STATED EXERCISE
Nothing should be left out: output all of the entries exactly.

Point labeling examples
------------
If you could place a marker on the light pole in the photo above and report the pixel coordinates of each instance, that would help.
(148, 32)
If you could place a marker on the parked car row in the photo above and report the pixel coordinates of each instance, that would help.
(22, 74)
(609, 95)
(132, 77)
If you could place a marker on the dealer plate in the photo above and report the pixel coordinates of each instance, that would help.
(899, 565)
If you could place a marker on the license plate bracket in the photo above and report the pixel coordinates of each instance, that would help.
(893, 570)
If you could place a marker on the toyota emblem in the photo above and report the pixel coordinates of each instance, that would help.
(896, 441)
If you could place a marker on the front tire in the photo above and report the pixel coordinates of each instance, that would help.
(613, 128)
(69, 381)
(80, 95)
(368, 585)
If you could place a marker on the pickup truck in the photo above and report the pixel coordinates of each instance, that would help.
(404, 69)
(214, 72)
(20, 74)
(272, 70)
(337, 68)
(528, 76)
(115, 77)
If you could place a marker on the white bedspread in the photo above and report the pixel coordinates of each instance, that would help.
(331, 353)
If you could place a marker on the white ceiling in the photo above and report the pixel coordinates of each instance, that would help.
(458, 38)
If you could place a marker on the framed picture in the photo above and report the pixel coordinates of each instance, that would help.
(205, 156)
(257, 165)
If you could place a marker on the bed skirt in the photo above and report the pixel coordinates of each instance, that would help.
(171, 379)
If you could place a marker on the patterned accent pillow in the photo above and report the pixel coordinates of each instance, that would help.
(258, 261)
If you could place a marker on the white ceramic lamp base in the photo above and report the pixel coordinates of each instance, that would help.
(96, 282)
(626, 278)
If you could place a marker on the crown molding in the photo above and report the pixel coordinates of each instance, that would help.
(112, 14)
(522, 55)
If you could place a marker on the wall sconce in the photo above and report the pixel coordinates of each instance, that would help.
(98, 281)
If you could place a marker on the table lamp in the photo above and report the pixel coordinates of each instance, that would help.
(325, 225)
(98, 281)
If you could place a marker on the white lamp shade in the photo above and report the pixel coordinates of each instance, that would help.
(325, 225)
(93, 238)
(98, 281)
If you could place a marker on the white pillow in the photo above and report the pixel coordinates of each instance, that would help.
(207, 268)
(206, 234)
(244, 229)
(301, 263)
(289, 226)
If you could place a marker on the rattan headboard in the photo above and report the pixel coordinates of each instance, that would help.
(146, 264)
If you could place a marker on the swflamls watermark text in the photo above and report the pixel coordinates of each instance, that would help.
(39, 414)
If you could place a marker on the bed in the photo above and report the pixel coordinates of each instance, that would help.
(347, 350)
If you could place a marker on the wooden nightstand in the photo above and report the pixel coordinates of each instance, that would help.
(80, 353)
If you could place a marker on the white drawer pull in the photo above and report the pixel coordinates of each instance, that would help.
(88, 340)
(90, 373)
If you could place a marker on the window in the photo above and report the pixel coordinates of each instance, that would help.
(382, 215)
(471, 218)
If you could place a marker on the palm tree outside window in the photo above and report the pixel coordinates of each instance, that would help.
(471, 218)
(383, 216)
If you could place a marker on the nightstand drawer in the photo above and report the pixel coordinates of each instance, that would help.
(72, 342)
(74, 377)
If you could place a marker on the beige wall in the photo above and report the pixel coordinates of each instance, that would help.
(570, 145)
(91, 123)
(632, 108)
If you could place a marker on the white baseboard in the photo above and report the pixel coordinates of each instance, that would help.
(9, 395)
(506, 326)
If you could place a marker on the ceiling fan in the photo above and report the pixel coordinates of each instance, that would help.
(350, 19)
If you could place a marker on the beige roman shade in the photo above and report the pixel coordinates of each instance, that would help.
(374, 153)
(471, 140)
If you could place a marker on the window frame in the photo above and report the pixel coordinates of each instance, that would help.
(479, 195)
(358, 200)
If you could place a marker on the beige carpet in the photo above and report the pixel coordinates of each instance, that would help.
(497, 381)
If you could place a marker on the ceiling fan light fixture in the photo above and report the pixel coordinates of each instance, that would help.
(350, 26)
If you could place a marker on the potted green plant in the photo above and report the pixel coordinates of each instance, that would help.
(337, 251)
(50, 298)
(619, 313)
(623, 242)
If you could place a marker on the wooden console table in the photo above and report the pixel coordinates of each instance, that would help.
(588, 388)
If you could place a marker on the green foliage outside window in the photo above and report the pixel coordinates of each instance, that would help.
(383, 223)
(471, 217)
------------
OUTPUT OF THE TASK
If you could place a marker on the light pole in the photo above and report the pixel coordinates of each instance, that would help.
(148, 32)
If you could place a marker on the parked car row in the photo above and report the pixel coordinates of each instance, that would help.
(22, 74)
(609, 95)
(132, 77)
If you could place a marker on the dealer plate in the photo above and report the pixel coordinates of each instance, that would help.
(899, 565)
If you could place a marker on the license plate bracket in the photo above and report the pixel coordinates of each instance, that would help.
(893, 570)
If you could place a marker on the toyota emblem in the photo above and report the pixel coordinates of each instance, that would help.
(896, 441)
If you could place a marker on the front tire in the photo above and report the pixel coordinates of each instance, that would help.
(613, 128)
(69, 381)
(80, 95)
(368, 585)
If you could place a marker on the pickup truck in the photo above and report the pixel coordinates of each instance, that would help.
(404, 69)
(214, 72)
(20, 74)
(272, 70)
(337, 68)
(528, 76)
(115, 77)
If you could place a marker on the white bedspread in the photo above and report the pixel coordinates of each instance, that would help.
(331, 353)
If you could place a marker on the white ceiling in the photo above and report the pixel coordinates of each instance, that would help.
(458, 38)
If you could place a marker on the framed picture in the photo above and report the pixel coordinates of each instance, that would help.
(205, 156)
(257, 165)
If you could place a marker on the bed skirt in the photo above and report the pixel coordinates of each instance, that would help.
(171, 379)
If you could place a marker on the patterned accent pillow in the photo above and report the pixel coordinates of each instance, that would help.
(258, 261)
If you could place a marker on the white ceramic lamp base in the photo above and report the pixel coordinates of each instance, that would help.
(96, 282)
(626, 278)
If you could place a marker on the crown molding in the photo above and report the pixel coordinates of each instance, that would help.
(112, 14)
(522, 55)
If you could place a marker on the wall sconce in the photo above and report the pixel coordinates of each instance, that would help.
(98, 281)
If you could place a marker on the table lamp in the photo above and report the pixel coordinates of each instance, that would help.
(325, 225)
(98, 281)
If you could place a marker on the white lamp shade in the photo above and report the pixel coordinates of each instance, that would help.
(325, 225)
(93, 238)
(98, 281)
If you could place a marker on the white pillow in the photo above and report the pixel coordinates of each instance, that would help.
(207, 268)
(206, 234)
(244, 229)
(301, 263)
(289, 226)
If you could place a marker on the rattan headboard in the photo above and report the pixel coordinates of each instance, that would help.
(146, 264)
If you could place a marker on the swflamls watermark text in the photo above and report the pixel coordinates of each instance, that would help.
(39, 414)
If you could place a marker on the bed in the photo above and report the pixel coordinates of each instance, that would help.
(347, 350)
If you could place a marker on the wooden nightstand in the photo above and report the pixel coordinates of each instance, that would help.
(80, 353)
If you could place a marker on the white drawer pull in the photo above and report the pixel coordinates of each instance, that would help.
(88, 340)
(90, 373)
If you could place a marker on the window in the photo above and report the pixel coordinates of each instance, that would help.
(382, 215)
(471, 218)
If you could place a marker on the palm tree outside window in the photo above and report the pixel coordinates of each instance, that would help.
(471, 218)
(383, 216)
If you could place a marker on the nightstand drawer in the photo above and report the pixel coordinates of each instance, that would help.
(72, 342)
(74, 377)
If you could place a marker on the beige wall in the photo above and report the pixel coordinates of each instance, that would help.
(570, 145)
(91, 123)
(632, 108)
If you could place a marker on the white baseboard in the photo above and report the pixel coordinates of each instance, that would help.
(9, 395)
(506, 326)
If you could place a marker on the ceiling fan in the photo above and report the pixel coordinates of each instance, that would help.
(350, 19)
If you could place a marker on the beige roman shade in the photo above and report the pixel coordinates of each instance, that would help.
(374, 153)
(471, 140)
If you could place a marker on the window frame in the photo above and report the pixel coordinates of each instance, that would help.
(479, 195)
(358, 200)
If you could place a marker on the beige carpet in the photo above and report the pixel coordinates of each instance, that would help.
(497, 381)
If you could place a marker on the ceiling fan light fixture in the photo above and report the pixel coordinates of each instance, that would help.
(350, 26)
If you could place a marker on the potted green plant in the photo above and report the pixel coordinates of each instance, that would help.
(337, 251)
(50, 298)
(619, 313)
(623, 242)
If you could place a marker on the wooden console table in the photo above and report the pixel coordinates of each instance, that would help.
(588, 388)
If you could place a marker on the green foliage outside window in the photo above and report the pixel coordinates of each instance, that would help.
(383, 223)
(471, 217)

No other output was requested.